* _文書の抜粋_
......

5日前の日記にも書いたことだけれど、お茶はここ何十年も、おなじ店から1年分を買っている。1年分とはいえ年により買う量は変わる。買い足りなくて早くに切れたり、あるいはその反動から次の年は買いすぎて長く保ったりするからだ。
急須に入れる茶葉の量を計ったことはない。いつも目分量である。そういう風にいい加減だから年ごとに足りなかったり余ったりするのだと反省をし、今朝は1回あたりの茶葉の量を計ってみた。ちょうど10グラムだった。日に2回のお茶を淹れれば20グラム、それが365日なら計7.3キロのお茶が必要ということになる。
この7.3キロをいつも買うお茶の単価に掛けてみると、結構な金額になって肝を潰した。しかしてまた、毎朝かならずペットボトルのお茶を買う人に成り代わってみれば、150円×365本=57,750円で、こちらも中々の金額である。
そして「だったら今年のお茶は、その57,750円の範囲内で買ってみようか」というようなことを漠然と決める。

......

点配置の記録:
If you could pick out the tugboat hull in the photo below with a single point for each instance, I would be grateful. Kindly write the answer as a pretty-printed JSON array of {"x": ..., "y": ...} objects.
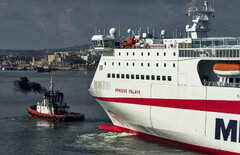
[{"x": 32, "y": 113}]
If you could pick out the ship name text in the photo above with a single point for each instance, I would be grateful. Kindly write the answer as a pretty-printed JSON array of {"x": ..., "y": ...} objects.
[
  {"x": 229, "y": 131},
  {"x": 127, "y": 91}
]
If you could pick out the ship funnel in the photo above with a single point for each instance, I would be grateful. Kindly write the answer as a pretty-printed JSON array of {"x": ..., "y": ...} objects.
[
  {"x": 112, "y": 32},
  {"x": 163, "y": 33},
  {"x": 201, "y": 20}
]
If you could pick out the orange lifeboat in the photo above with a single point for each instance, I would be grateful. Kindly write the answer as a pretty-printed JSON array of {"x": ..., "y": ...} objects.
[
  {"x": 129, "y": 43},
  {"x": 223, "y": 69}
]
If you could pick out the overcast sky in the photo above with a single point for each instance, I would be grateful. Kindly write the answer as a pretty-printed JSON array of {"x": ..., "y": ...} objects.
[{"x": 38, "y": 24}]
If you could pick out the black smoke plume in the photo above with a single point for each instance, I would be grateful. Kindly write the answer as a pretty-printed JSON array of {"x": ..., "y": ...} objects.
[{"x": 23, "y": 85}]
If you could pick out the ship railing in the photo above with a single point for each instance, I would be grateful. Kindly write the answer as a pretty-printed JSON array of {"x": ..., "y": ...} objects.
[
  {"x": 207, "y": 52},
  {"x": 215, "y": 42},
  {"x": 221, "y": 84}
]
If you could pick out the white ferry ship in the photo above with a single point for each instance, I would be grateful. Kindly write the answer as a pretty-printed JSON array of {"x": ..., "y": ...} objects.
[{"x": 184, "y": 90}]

......

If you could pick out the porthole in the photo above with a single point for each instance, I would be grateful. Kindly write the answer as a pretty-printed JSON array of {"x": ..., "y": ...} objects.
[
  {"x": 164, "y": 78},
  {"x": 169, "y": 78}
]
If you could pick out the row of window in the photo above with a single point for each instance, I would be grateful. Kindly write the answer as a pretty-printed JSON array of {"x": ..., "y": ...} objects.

......

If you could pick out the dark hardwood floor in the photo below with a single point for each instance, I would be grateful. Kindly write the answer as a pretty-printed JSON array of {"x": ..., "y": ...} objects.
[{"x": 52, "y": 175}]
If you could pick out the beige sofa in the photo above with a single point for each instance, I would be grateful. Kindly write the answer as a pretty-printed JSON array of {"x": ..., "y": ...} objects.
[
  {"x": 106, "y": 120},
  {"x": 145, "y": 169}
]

......

* _作業指示_
**A.** お茶の買い方についての文章のうち、「この7.3キロをいつも買うお」から「うようなことを漠然と決める。」まで（「うようなことを漠然と決める。」も含む）をもう一度書き出し、その中の「ペットボトルのお茶」を「缶入りのお茶」に置き換えること。
**B.** お茶の買い方についての文章で、今朝計ってみた1回あたりの茶葉の量は何グラムだったか答えること。

* _作業ごとの出力_
**A.**
この7.3キロをいつも買うお茶の単価に掛けてみると、結構な金額になって肝を潰した。しかしてまた、毎朝かならず缶入りのお茶を買う人に成り代わってみれば、150円×365本=57,750円で、こちらも中々の金額である。
そして「だったら今年のお茶は、その57,750円の範囲内で買ってみようか」というようなことを漠然と決める。

**B.** ちょうど10グラム。